- **AUFGABE 1**
Wo hat andibar laut dem Forumsauszug seine Brille zurückbekommen?

Dann noch ein kleines Dankeschön an den Veranstalter...
die den Helfern(die an dem o.g. Unfall beteiligt waren) ein kleines Präsent überreichten.
Was nicht nötig gewesen wäre,wenn mir solch ein Sturz passieren würde,wäre ich auch über jede Hilfe dankbar...ist doch selbstverständlich...


----------



## sven1975 (29. Juni 2010)

@andibar : Hast Du eigentlich Deine Brille noch vom Orga-Team erhalten,ich hatte sie nachdem ich noch eine Runde gefahren bin bei einem Orga-Team Mitarbeiter abgegeben,mit der bitte, sie Dir zu überreichen.


----------



## andibar (30. Juni 2010)

@sven: hab meine brille noch in der nacht im krankenhaus bekommen. hat also alles super geklappt. von daher hab vielen dank für die Brille und hilfe am Gatter, war klasse!

Eine Sache die mir jetzt im Nachhinein noch auf-/eingefallen ist. War auf dem Gelände eigentlich für eine medizinische Versorgen gesorgt? Hatte da glaub ich niemanden gesehen. Möchte es aber nicht beschreien. Ich vermute allerdings, dass ich da wirklich niemanden gesehen hätte, zumal dann wohl der krankenwagen auch schneller da gewesen wäre. dafür war meines wissen 2007/2008 gesorgt. Bitte korriegiert mich in meiner Wahrnehmung für dieses Jahr, wenn ich falsch liegen sollte.

Wie viel Zeit verstrich überhaupt vom unfall bis zum eintreffen der Sanitäter? Hast du das noch auf dem Schirm, Sven? Kam mir wie ne halbe ewigkeit vor ... aber meine wahrnehmung war wohl auch leicht getrübt =)


----------



## Sabo.g (30. Juni 2010)

Nun muss ich auch nochmal was dazu loswerden:

Zu meiner Person: --> es war mein erstes 24 h Rennen
                         --> ich war Einzelfahrer


Ich habe mich für Chemnitz entschieden, da bereits aus dem Streckenvideo hervorging, dass es sich um eine wirkliche MTB-Strecke handelt. Die Strecke selbst ist weder technisch zu einfach noch zu schwer! Klar könnte sie etwas schwerer sein, wenn man dass ganze aus Sicht eines 4´er oder 8´er Teams sieht. Da aber auch Teilnehmer dabei sind, welche zwischen 16 und 24 Stunden ihre Runden abspulen, dann passt das schon mit dem technischen Anspruch so wie er war.

- **DATENSÄTZE**

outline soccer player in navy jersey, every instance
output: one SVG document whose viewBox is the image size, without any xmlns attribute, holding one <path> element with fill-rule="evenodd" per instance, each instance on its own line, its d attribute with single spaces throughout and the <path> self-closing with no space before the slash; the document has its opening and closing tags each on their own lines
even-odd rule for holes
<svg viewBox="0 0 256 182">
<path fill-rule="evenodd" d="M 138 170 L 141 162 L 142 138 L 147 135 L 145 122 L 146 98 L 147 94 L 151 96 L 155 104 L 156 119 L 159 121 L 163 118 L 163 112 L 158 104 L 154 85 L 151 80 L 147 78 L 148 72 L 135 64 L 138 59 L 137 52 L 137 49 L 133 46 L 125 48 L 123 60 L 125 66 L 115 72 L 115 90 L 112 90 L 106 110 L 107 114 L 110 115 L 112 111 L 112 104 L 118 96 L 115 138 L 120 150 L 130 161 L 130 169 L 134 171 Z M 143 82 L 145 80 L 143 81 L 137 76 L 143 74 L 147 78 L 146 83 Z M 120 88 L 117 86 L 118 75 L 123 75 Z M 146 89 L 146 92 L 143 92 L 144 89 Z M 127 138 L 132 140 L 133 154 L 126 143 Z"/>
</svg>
---
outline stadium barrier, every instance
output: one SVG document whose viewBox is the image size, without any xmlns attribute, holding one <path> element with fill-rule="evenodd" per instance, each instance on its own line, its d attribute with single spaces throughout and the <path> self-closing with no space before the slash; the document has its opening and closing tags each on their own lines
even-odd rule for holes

- **AUFGABE 2**
Wie viele der Zeilen oben enthalten das Wort „every“? Nenne nur die Zahl.

- **RICHTIGE ANTWORT 1**
Noch in der Nacht im Krankenhaus.

- **RICHTIGE ANTWORT 2**
2